[SOURCE RECORDS]:
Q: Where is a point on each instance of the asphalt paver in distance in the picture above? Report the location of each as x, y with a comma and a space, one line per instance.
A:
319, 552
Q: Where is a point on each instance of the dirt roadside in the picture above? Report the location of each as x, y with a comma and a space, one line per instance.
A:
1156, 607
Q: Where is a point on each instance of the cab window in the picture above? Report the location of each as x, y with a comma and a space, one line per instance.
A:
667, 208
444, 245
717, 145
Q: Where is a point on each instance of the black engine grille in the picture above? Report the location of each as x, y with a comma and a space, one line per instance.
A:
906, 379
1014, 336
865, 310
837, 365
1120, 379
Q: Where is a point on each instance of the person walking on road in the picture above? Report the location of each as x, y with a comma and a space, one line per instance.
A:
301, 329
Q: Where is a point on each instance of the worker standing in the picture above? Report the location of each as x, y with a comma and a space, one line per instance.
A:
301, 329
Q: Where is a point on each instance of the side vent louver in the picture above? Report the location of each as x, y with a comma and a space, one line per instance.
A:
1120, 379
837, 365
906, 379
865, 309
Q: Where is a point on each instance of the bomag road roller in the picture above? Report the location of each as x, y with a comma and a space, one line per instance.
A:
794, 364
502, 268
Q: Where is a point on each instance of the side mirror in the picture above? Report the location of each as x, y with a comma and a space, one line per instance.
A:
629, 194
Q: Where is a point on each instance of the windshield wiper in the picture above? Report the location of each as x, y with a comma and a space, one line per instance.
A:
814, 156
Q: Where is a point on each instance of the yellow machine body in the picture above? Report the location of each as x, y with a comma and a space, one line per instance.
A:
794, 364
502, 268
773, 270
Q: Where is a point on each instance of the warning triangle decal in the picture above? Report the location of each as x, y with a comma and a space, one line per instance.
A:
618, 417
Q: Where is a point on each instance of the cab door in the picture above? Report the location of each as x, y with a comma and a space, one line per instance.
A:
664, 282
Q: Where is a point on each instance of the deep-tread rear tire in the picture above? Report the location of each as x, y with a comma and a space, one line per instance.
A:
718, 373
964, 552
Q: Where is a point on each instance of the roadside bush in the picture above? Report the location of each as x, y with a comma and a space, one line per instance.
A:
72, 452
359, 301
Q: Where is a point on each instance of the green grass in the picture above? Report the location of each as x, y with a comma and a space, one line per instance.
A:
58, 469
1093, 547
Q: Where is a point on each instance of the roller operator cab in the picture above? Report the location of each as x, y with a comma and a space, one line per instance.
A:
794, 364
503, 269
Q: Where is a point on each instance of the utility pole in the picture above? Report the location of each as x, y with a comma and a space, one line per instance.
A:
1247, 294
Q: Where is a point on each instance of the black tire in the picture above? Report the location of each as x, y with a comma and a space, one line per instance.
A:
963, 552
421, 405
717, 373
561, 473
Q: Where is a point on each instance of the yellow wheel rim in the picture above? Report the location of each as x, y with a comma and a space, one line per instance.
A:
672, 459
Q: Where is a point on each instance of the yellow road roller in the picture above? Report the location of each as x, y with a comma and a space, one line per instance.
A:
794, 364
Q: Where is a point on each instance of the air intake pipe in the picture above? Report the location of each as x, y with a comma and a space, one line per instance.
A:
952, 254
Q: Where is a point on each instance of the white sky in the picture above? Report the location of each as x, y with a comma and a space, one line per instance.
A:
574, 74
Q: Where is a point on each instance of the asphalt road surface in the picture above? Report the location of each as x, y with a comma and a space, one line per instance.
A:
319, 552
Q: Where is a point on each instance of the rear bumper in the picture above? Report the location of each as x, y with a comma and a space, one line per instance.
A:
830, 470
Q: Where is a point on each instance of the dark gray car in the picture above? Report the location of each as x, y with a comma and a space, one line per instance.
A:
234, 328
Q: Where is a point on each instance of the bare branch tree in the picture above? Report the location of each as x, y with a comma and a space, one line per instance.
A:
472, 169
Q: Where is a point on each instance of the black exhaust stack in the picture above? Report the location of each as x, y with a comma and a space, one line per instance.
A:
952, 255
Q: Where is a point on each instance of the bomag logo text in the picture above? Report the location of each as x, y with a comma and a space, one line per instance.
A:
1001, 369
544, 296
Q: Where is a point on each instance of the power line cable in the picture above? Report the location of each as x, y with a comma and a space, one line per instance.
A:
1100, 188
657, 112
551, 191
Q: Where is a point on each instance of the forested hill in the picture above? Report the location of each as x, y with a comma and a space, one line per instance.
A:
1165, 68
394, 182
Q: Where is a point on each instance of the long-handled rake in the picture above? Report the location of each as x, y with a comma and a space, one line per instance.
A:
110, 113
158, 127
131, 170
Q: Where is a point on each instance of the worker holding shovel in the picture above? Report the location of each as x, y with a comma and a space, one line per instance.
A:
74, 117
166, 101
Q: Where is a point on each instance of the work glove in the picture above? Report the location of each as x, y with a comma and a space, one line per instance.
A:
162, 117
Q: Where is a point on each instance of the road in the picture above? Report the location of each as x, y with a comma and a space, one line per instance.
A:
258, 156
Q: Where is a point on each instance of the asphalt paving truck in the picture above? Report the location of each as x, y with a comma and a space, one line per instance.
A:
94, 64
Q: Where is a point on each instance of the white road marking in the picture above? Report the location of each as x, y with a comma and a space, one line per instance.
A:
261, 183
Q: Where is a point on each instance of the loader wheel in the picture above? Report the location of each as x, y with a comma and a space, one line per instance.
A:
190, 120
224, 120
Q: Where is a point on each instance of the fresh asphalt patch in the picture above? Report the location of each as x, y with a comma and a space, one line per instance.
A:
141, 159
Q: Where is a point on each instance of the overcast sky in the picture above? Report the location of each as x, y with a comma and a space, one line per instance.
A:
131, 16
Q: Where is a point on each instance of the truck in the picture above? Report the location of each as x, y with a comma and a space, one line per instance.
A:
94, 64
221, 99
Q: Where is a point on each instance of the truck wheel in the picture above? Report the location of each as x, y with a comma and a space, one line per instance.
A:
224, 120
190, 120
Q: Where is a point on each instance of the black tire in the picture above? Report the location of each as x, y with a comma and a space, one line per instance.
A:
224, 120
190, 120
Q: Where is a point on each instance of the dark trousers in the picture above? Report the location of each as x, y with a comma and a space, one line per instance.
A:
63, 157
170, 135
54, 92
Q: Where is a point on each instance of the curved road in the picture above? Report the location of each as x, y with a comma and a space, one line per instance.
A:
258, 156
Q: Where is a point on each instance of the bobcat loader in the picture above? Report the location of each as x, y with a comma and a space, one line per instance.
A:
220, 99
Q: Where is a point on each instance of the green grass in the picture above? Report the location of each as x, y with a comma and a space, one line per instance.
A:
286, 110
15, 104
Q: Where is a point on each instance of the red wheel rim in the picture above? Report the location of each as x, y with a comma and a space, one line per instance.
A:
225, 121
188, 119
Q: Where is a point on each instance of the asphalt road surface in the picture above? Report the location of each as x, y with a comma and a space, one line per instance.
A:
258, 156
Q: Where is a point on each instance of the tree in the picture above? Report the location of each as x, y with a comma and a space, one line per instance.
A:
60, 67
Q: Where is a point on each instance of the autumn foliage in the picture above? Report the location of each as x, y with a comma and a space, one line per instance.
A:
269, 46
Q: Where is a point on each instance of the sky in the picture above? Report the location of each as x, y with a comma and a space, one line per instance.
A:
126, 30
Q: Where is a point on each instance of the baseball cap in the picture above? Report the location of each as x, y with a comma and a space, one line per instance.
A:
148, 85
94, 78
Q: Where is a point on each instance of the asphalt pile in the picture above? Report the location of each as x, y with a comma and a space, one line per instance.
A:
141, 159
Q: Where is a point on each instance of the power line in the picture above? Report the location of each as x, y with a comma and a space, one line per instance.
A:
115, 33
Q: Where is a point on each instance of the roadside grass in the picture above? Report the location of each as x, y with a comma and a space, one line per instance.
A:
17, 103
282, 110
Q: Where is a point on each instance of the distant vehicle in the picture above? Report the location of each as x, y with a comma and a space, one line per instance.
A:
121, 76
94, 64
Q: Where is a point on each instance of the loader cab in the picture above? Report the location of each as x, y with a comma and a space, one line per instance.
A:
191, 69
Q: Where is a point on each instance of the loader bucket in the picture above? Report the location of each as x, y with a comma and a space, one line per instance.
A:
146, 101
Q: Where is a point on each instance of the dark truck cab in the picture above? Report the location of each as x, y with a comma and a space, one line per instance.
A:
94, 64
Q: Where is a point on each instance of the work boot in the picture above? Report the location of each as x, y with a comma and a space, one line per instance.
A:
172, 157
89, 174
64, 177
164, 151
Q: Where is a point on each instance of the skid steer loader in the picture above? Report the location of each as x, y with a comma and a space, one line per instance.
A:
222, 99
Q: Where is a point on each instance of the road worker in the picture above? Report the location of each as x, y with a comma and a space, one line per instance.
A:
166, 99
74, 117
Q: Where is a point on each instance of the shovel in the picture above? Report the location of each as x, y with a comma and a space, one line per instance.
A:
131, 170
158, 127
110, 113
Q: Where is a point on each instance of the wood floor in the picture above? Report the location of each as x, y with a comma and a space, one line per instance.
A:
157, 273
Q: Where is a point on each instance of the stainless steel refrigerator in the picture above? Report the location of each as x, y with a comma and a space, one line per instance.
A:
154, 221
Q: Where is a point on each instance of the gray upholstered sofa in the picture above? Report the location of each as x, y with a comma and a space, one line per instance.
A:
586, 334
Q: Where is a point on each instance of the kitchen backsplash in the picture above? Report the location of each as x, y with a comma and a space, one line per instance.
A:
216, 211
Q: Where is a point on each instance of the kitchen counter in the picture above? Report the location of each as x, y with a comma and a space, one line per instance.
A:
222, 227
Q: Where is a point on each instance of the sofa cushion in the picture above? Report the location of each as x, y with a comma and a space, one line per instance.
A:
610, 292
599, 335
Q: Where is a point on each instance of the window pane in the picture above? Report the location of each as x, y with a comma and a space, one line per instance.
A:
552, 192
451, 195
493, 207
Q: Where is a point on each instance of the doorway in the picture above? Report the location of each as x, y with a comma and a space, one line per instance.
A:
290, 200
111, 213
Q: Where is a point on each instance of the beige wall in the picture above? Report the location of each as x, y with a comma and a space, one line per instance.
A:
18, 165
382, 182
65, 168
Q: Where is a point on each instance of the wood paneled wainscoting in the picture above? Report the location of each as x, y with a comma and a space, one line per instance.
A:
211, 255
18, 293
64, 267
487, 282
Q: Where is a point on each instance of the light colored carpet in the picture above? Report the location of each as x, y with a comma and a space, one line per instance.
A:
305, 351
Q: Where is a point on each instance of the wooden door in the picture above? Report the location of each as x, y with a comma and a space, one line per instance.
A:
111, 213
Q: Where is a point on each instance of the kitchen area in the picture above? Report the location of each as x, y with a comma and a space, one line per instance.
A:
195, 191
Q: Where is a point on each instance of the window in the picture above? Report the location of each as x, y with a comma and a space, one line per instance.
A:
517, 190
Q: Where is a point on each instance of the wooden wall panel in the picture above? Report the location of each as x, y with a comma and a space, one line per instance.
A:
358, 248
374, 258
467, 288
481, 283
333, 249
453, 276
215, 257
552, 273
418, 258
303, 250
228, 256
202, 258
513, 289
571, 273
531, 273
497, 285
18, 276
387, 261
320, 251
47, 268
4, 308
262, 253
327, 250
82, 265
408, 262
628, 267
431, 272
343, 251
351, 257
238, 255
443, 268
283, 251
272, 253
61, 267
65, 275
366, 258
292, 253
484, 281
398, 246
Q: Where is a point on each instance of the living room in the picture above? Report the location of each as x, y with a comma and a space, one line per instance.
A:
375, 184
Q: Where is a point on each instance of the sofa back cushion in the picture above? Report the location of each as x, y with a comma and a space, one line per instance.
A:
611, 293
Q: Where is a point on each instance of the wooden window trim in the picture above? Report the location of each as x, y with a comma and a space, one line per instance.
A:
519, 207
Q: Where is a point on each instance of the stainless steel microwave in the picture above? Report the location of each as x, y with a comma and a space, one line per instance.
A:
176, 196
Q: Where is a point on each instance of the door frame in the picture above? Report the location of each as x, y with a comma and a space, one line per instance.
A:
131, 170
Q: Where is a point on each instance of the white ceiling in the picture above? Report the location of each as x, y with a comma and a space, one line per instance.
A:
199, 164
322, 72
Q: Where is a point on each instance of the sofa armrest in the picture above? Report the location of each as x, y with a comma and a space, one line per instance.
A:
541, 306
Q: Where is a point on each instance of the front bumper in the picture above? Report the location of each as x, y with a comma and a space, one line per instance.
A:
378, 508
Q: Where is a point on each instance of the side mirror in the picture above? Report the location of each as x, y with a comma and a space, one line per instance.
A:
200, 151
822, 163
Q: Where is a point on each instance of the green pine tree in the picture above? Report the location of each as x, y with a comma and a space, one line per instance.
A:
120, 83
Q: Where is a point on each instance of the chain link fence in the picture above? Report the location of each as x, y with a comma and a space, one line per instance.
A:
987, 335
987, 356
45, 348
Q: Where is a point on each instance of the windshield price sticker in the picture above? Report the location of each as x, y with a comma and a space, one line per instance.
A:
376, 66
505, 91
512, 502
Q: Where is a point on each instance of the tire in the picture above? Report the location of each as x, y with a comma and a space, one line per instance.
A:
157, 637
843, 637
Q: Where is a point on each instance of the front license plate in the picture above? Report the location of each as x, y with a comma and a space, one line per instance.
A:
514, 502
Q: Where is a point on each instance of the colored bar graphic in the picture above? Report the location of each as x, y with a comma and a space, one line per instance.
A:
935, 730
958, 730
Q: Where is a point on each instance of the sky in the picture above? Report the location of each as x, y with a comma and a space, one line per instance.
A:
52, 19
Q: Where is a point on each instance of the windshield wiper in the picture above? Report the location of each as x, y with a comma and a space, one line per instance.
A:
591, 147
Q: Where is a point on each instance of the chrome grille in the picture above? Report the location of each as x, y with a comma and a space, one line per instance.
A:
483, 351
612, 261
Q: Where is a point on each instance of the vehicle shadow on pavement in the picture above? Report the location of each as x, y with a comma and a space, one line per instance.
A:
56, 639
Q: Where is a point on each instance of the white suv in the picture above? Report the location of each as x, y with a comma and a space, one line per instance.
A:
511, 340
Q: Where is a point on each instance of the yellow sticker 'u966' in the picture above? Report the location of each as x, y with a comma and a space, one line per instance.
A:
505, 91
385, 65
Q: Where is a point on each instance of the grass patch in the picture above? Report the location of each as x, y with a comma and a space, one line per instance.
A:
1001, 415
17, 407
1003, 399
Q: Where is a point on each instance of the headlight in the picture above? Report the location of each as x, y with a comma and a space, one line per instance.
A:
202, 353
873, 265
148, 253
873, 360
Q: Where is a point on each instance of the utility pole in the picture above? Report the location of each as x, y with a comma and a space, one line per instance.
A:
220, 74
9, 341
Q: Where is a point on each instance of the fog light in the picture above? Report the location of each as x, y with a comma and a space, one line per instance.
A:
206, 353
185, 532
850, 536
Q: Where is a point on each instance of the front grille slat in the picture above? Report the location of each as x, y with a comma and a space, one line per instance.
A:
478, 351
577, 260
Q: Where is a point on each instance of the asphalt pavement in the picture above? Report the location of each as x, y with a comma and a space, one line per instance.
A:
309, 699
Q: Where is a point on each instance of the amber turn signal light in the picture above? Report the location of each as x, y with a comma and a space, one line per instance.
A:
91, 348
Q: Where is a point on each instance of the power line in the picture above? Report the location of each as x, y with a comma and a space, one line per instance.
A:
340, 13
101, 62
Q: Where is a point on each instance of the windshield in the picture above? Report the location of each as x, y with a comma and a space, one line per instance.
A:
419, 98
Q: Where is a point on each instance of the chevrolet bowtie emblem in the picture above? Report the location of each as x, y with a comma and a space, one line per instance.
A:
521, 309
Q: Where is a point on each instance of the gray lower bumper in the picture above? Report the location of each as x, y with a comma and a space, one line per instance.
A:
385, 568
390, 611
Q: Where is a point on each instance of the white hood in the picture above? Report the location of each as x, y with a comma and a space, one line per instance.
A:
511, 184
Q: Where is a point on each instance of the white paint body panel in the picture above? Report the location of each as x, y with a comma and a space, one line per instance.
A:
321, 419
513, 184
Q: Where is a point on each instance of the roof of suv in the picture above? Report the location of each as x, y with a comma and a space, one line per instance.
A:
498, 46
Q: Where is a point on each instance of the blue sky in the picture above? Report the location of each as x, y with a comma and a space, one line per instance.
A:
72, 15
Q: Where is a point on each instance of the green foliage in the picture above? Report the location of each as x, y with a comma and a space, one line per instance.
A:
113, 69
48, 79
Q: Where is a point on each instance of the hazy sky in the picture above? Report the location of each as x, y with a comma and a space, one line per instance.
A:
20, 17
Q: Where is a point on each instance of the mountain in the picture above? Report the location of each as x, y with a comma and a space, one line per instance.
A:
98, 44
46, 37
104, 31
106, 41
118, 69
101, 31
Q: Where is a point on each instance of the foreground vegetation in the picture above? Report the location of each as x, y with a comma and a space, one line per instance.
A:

[REQUIREMENTS]: Word for word, quote the lines from the line containing "Q: Where is a point on each instance of the blue" through the end of the material, both included, and nothing else.

[SOLUTION TO THIS TASK]:
Q: Where is a point on each instance of the blue sky in the picture above? Report the location of each as x, y with a comma and a space, one line per instance.
A:
72, 15
Q: Where is a point on each instance of the green foliage in the picture above? Report the location of each as x, y with a comma and a space, one line per instance.
A:
113, 69
48, 79
Q: Where is a point on each instance of the hazy sky in the picture above? Report the location of each as x, y with a comma and a space, one line per instance.
A:
20, 17
Q: Where is a point on each instance of the mountain in the picture above? Report the location of each as x, y with a comma and a space, one line per instance.
A:
98, 44
46, 37
104, 31
106, 41
118, 69
101, 31
Q: Where is a point on each instance of the foreground vegetation in the picture above? Report the location of each as x, y with a comma and a space, one line per instance.
A:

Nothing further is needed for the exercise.